TASK DIRECTIONS
Pull out every line of the data below that contains the string "istock", and copy each one in full.

THE RECORDS
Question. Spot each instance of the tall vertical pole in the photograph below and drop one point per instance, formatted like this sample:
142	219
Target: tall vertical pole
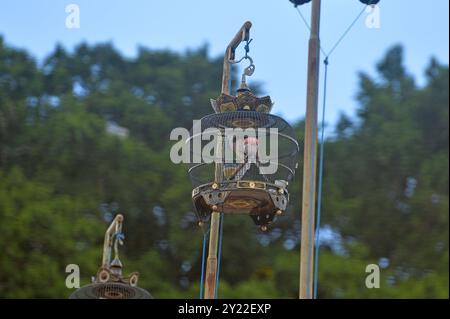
211	264
310	158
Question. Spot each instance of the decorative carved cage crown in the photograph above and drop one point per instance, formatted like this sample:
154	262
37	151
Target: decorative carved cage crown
244	101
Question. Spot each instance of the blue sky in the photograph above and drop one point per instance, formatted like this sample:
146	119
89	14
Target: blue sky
280	37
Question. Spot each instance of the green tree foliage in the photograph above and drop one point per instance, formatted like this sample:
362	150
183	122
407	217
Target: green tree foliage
85	134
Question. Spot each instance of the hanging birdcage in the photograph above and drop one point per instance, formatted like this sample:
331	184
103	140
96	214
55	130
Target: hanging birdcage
109	282
242	158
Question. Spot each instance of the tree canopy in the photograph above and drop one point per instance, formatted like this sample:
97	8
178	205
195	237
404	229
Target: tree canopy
84	134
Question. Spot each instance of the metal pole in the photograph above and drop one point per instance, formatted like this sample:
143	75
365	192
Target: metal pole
310	158
211	264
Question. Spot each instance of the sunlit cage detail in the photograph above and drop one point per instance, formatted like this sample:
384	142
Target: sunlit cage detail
232	158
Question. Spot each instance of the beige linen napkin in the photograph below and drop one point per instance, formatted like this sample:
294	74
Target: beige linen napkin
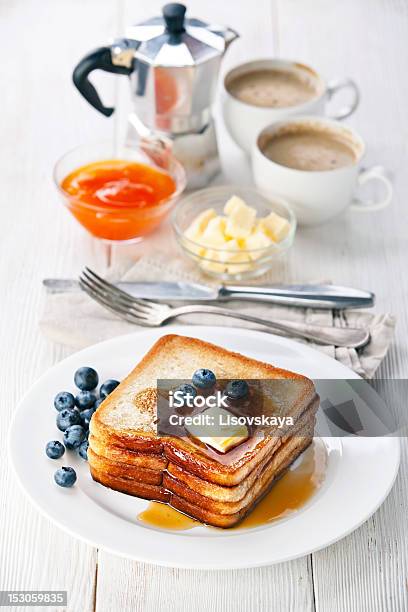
74	320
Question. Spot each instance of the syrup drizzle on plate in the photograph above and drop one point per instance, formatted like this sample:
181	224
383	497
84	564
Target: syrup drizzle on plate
292	491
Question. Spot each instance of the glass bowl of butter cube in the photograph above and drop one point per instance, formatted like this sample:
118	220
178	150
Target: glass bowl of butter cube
233	233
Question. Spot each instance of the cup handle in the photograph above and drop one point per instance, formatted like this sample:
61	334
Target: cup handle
376	173
336	85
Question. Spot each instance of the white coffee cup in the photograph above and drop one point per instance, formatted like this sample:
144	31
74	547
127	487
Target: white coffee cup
317	196
245	121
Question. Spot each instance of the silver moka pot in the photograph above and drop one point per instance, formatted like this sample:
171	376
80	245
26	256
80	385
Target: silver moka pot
173	64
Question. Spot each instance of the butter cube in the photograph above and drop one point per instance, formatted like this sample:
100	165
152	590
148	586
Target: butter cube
201	221
233	203
214	265
214	234
275	226
222	433
258	240
237	261
240	221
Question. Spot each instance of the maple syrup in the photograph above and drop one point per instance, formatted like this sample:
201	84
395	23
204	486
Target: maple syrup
166	517
290	493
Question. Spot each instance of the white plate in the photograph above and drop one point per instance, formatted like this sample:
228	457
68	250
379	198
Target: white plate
361	470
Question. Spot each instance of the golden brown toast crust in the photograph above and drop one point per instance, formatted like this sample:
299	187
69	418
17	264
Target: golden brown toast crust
127	455
181	356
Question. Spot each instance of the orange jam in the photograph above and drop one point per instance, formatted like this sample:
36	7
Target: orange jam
118	199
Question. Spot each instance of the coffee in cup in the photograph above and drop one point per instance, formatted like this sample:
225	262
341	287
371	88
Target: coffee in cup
273	88
313	163
260	92
310	149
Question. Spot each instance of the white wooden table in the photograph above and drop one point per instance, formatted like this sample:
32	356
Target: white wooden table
41	116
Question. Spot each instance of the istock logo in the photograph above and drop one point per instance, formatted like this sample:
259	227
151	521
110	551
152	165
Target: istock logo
180	399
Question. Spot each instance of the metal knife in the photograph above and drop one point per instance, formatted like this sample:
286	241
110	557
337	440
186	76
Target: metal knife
315	296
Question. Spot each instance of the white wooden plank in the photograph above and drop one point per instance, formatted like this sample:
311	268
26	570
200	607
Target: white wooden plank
41	117
138	587
367	570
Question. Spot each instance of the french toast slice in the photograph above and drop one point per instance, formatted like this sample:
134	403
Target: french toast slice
127	418
126	454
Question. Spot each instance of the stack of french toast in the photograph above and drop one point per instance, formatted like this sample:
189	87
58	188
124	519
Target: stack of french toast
127	454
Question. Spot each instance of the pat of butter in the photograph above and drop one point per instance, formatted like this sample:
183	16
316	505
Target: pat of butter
275	226
240	221
214	234
217	430
233	202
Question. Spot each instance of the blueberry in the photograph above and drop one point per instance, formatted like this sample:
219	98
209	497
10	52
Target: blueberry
237	389
204	379
186	390
73	436
86	379
86	417
54	449
83	450
66	418
65	477
107	387
64	400
85	399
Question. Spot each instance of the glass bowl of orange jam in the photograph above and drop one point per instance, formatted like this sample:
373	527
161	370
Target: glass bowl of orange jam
120	194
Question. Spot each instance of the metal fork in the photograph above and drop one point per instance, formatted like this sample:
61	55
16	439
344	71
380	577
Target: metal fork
151	314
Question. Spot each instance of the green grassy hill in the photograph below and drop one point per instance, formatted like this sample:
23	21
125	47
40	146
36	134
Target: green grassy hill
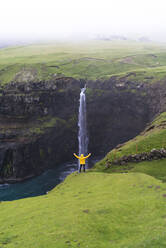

TASK SOLUTION
Question. Spot each instance of the istock logo in the photograph above and drop one point per instance, formatted like this sample:
Target: istock logo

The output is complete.